## Written exercise 1:
Find every line in the rows below that contains the string "interior", and copy each such line. Case counts.

## Page:
Putting the data into a graph

We will be using the NetworkX package, an intuitive yet extremely well documented library for dealing with all things graph-related in python.

In particular, we will be using nx.DiGraph, which is just a (weighted) directed graph. I was initially concerned that it’d be difficult to get the data in: python libraries often adopt their own weird conventions and you have to modify your data so that is in the correct format. This was not really the case with NetworkX, it turns out that we already did most of the hard work when we put the data into our pandas adjacency matrix.

Firstly, we take negative logs as discussed in the previous post. Secondly, in our dataframe we currently have NaN whenever there is no edge between two vertices. To make a valid nx.DiGraph, we need to set these to zero. Lastly, we transpose the dataframe because NetworkX uses a different row/column convention. We then pass this processed dataframe into the nx.Digraph constructor. Summarised in one line:

g = nx.DiGraph(-np.log(df).fillna(0).T)

Bellman-Ford

To implement Bellman-Ford, we make use of the funky defaultdict data structure. As the name suggests, it works exactly like a python dict, except that if you query a key that is not present you get a certain default value back. The first part of our implementation is quite standard, as we are just doing the $n - 1$ edge-relaxations where n is the number of vertices.

But because the ‘classic’ Bellman-Ford does not actually return negative-weight cycles, the second part of our implementation is a bit more complicated. The key idea is that if after $n-1$ relaxations, there is an edge that can be relaxed further then that edge must be on a negative weight cycle. So to find this cycle we walk back along the predecessors until a cycle is detected, then return the cyclic portion of that walk. In order to prevent subsequent redundancy, we mark these vertices as ‘seen’ via another defaultdict. This procedure adds a linear cost to Bellman-Ford since we have to iterate over all the edges, but the asymptotic complexity overall remains $O(VE)$.

def bellman_ford_return_cycle(g, s):
    n = len(g.nodes())
    d = defaultdict(lambda: math.inf)  # distances dict
    p = defaultdict(lambda: -1)  # predecessor dict
    d[s] = 0

    for _ in range(n - 1):
        for u, v in g.edges():
            # Bellman-Ford relaxation
            weight = g[u][v]["weight"]
            if d[u] + weight < d[v]:
                d[v] = d[u] + weight
                p[v] = u  # update pred

        # Find cycles if they exist
        all_cycles = []
        seen = defaultdict(lambda: False)

        for u, v in g.edges():
            if seen[v]:
                continue
            # If we can relax further there must be a neg-weight cycle
            weight = g[u][v]["weight"]
            if d[u] + weight < d[v]:
                cycle = []
                x = v
                while True:
                    # Walk back along preds until a cycle is found
                    seen[x] = True
                    cycle.append(x)
                    x = p[x]
                    if x == v or x in cycle:
                        break
                # Slice to get the cyclic portion
                idx = cycle.index(x)
                cycle.append(x)

## Dataset:
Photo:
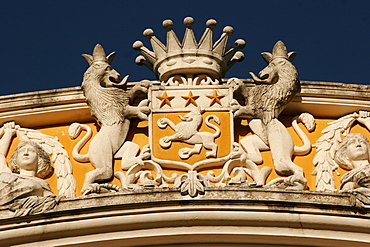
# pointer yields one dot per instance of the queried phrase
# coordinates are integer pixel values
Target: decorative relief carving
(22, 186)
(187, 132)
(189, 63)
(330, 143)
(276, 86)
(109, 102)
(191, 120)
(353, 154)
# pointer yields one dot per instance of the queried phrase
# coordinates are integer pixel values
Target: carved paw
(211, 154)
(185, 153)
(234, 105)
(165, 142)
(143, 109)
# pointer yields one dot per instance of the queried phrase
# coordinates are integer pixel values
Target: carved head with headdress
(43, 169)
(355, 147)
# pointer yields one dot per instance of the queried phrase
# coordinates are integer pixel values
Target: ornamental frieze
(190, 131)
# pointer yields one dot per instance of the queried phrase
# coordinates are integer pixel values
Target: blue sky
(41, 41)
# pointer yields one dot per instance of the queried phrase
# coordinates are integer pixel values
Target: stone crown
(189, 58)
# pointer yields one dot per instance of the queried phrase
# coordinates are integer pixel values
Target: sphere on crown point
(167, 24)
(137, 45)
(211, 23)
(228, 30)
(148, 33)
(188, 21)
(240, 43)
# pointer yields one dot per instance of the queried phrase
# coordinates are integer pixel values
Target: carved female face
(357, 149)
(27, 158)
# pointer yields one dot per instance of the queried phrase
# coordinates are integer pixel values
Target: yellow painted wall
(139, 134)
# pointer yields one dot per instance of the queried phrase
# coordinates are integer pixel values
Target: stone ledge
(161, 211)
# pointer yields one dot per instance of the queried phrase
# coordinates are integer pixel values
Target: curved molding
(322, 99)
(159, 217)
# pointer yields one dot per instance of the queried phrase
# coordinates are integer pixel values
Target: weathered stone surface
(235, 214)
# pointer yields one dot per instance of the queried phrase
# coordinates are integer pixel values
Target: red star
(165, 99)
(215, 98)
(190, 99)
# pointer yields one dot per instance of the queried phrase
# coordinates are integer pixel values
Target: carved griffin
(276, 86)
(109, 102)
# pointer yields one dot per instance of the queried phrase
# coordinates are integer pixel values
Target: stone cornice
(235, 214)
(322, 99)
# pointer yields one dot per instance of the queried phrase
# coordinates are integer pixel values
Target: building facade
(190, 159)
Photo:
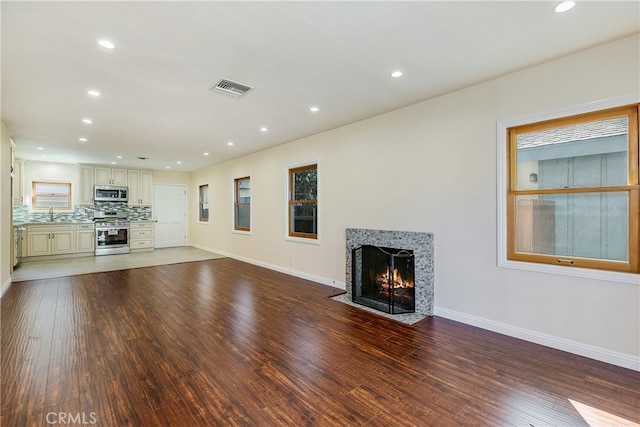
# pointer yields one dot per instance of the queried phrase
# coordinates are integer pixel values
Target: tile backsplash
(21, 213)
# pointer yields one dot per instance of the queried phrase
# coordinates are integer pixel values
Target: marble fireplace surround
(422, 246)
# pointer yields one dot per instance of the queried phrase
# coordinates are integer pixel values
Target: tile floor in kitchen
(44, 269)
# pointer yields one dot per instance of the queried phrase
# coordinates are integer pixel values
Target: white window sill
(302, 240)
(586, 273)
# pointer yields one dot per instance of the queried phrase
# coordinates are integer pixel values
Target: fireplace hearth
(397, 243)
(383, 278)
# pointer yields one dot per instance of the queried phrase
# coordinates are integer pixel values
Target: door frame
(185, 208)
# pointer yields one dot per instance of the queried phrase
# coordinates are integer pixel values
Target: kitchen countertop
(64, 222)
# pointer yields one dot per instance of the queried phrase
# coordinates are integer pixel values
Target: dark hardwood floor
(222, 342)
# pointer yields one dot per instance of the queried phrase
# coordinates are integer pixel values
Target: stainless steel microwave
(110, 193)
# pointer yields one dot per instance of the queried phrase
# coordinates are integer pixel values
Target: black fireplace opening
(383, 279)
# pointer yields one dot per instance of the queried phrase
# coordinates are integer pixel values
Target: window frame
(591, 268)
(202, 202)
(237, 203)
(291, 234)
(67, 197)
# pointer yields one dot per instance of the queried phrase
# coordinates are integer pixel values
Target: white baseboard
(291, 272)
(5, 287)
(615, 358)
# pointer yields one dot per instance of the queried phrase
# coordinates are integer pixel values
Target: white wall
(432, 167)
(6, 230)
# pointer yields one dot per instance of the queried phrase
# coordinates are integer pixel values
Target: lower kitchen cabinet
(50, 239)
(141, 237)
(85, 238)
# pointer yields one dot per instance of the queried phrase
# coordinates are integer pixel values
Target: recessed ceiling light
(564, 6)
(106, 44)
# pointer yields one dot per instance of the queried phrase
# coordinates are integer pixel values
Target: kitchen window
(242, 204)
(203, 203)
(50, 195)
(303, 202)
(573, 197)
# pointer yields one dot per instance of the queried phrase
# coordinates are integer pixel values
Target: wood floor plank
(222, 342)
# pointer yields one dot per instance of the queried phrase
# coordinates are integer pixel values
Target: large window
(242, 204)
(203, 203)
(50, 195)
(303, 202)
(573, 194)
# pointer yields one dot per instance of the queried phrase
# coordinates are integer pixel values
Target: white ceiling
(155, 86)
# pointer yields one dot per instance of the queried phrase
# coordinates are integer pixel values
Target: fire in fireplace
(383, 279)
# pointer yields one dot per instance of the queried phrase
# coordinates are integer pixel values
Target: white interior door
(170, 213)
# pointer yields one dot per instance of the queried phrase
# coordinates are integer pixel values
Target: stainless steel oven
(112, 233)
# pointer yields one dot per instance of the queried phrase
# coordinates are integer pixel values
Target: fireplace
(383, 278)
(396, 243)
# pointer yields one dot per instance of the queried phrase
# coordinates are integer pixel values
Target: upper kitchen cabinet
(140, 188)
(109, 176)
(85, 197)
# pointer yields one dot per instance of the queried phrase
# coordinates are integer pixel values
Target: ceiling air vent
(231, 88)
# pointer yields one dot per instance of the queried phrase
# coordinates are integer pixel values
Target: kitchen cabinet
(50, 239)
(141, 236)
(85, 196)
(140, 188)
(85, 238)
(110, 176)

* * *

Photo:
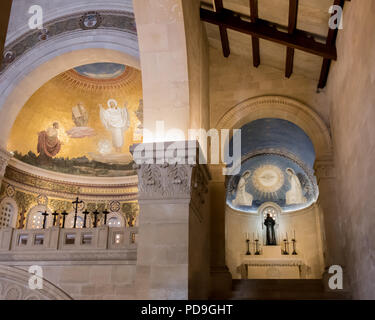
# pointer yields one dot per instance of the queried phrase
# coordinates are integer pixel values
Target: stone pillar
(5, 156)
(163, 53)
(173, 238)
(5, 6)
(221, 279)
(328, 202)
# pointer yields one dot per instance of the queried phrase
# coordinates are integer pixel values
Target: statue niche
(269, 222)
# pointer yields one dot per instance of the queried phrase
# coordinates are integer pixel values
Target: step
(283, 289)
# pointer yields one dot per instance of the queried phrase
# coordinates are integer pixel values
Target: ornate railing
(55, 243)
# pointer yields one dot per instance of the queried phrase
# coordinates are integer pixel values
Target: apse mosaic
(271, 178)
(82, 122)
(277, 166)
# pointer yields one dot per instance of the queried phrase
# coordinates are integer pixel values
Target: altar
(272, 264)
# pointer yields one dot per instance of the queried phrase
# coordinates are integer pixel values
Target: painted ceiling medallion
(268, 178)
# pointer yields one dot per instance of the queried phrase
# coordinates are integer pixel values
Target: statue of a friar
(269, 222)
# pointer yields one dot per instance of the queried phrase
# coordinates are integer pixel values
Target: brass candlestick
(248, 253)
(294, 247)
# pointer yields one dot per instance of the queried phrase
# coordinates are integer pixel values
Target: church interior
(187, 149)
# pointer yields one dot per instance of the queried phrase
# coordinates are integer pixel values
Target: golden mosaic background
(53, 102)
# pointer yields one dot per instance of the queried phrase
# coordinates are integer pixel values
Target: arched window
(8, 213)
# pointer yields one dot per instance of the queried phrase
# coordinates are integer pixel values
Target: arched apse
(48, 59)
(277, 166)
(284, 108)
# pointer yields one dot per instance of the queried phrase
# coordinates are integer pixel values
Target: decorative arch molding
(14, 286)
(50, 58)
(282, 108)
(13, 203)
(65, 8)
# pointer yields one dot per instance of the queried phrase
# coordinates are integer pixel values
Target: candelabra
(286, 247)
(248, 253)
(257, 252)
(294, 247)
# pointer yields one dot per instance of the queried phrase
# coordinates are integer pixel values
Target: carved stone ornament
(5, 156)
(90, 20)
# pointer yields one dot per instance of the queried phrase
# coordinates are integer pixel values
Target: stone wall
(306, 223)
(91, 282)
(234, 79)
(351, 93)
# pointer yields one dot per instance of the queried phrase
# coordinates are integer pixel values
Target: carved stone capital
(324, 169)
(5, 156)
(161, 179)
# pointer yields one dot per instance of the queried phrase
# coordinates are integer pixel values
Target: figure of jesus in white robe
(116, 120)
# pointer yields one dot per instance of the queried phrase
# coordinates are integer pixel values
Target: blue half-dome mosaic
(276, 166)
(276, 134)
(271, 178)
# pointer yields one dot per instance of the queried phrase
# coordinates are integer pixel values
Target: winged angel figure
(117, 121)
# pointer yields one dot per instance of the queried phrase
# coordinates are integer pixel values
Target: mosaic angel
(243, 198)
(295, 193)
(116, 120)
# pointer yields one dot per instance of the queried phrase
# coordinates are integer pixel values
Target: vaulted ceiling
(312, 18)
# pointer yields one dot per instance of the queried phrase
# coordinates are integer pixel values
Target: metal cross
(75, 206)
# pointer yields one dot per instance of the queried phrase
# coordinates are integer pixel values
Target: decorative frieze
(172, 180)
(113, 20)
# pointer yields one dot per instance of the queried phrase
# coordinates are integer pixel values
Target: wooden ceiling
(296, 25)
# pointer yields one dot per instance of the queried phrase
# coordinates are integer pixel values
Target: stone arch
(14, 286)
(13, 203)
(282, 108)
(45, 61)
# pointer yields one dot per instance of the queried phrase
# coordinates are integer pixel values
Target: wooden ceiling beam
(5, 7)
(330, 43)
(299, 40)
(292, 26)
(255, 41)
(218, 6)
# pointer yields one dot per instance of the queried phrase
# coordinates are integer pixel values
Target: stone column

--

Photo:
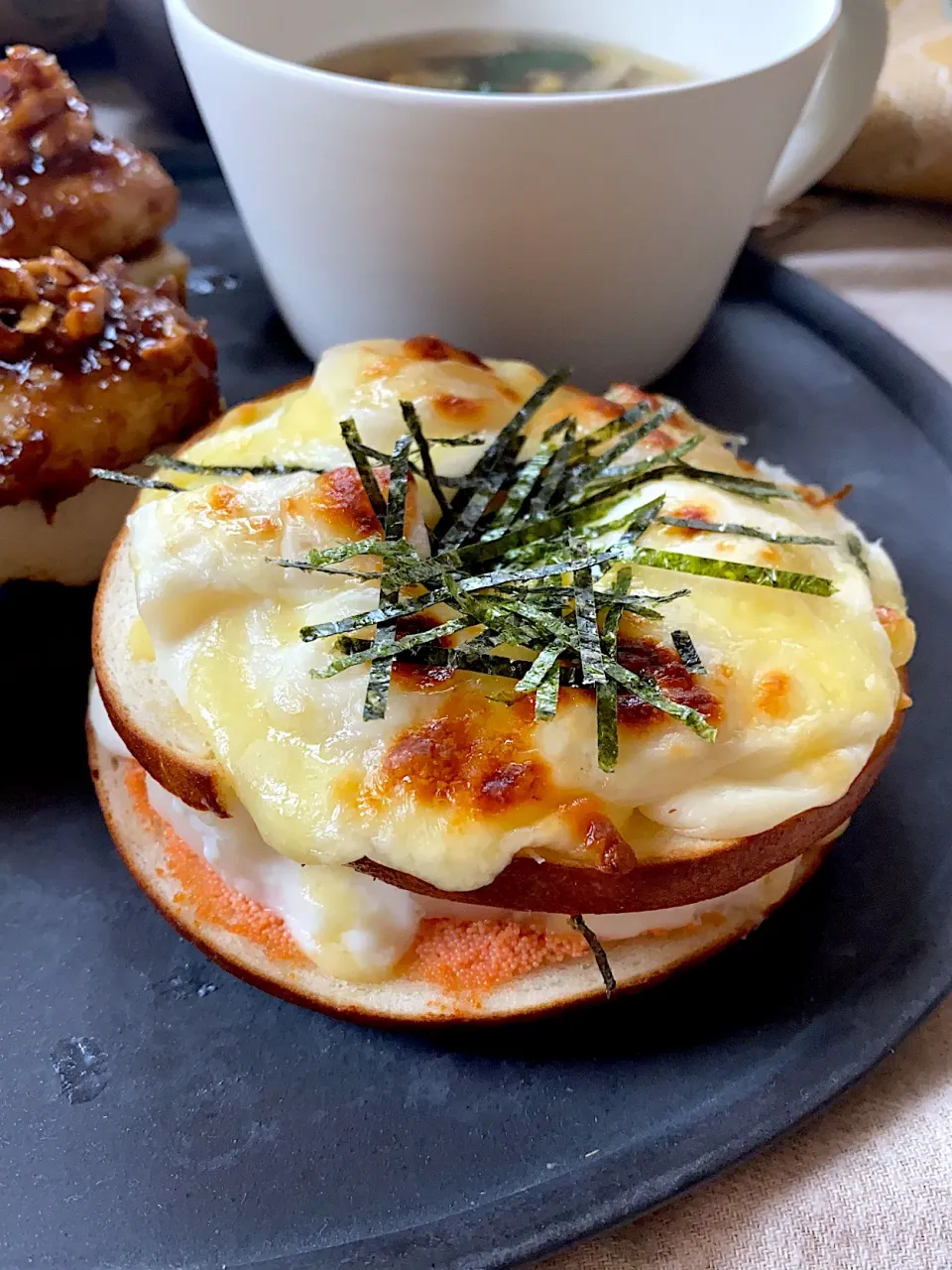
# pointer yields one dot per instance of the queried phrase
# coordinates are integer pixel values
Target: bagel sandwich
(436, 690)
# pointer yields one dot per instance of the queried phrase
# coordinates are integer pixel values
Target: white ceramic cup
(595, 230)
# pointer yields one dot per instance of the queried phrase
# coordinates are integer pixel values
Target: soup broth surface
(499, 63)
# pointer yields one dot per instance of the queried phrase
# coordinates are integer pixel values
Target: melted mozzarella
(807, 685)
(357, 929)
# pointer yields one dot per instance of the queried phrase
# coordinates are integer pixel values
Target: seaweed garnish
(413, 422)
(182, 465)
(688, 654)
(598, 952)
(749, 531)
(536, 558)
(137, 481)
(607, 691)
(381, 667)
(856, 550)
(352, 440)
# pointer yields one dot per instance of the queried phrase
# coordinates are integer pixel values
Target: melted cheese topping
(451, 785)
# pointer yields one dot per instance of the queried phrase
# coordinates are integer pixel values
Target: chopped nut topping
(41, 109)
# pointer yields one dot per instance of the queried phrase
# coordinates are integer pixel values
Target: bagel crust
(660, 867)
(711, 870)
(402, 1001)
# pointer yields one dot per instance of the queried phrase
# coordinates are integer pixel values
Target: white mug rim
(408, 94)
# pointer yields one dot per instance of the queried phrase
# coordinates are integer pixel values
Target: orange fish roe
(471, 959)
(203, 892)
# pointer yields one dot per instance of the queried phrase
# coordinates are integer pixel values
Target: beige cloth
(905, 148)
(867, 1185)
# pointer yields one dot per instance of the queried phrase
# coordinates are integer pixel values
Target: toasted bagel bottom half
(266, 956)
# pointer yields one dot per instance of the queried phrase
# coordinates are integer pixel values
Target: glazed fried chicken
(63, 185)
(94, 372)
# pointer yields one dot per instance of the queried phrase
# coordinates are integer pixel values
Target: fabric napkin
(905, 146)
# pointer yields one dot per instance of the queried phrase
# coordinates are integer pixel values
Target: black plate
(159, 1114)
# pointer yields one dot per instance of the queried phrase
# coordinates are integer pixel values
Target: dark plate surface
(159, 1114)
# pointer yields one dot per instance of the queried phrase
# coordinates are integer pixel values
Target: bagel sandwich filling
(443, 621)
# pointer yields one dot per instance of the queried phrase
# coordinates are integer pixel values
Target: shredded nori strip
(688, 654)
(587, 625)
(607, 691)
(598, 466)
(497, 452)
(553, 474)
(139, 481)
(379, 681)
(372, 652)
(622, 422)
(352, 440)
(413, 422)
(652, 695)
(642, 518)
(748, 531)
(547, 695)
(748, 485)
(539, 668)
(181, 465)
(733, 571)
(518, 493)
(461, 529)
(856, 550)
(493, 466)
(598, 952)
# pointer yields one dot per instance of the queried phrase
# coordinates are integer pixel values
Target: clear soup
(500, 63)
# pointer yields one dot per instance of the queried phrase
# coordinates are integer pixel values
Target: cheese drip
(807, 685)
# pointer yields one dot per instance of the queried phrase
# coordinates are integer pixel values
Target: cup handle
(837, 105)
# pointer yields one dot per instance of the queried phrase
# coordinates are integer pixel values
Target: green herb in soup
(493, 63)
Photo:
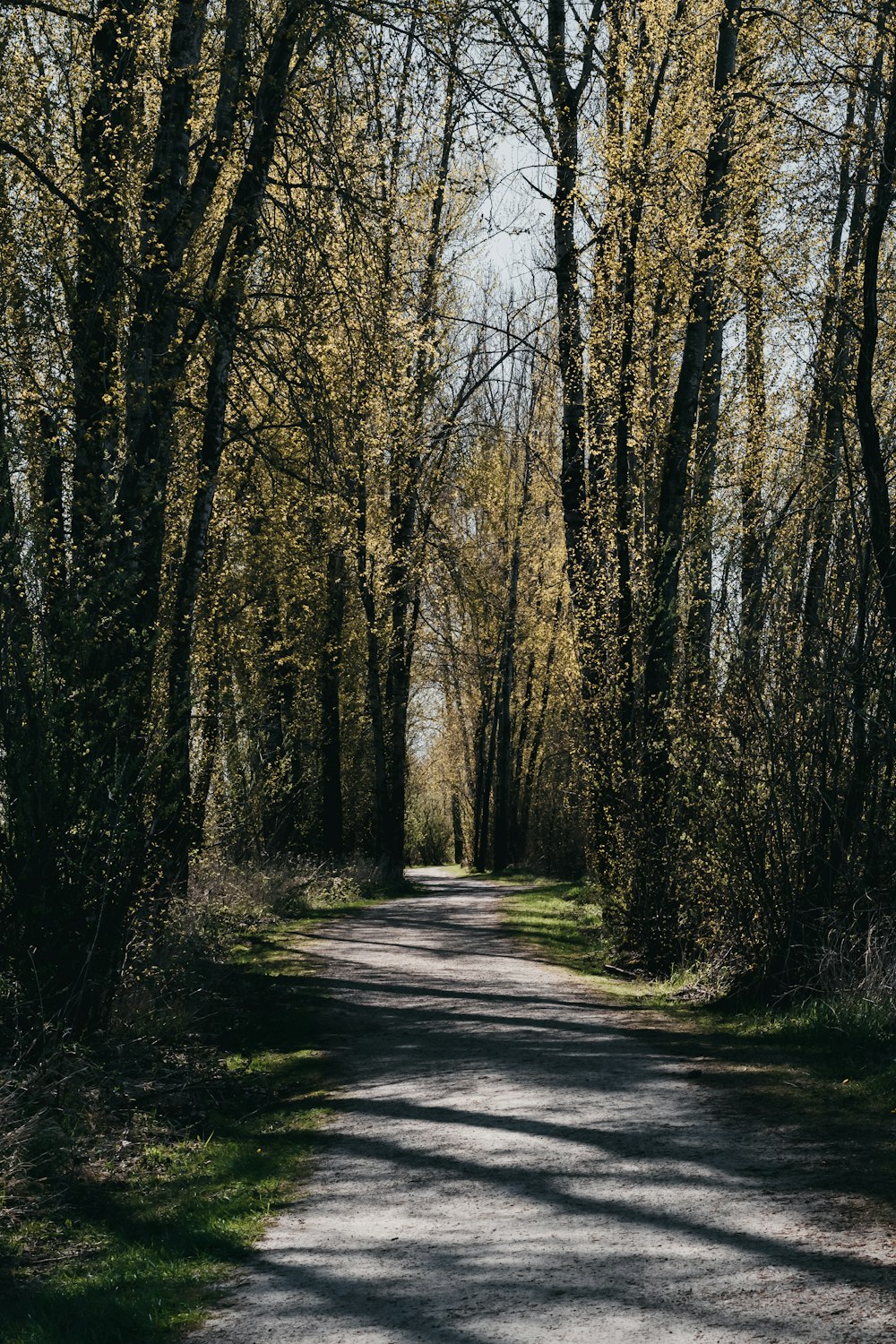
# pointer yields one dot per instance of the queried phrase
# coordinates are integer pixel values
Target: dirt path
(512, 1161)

## Written exercise 2:
Answer these questions using the Bellman-Ford text above:
(a) What are the NaN entries in the dataframe set to before the graph is built?
(b) What does a defaultdict return when a key that is not present is queried?
(c) What is the overall asymptotic complexity of the procedure?

## Output 1:
Target: white interior door
Target: church interior

## Output 2:
(a) Zero.
(b) A certain default value.
(c) $O(VE)$.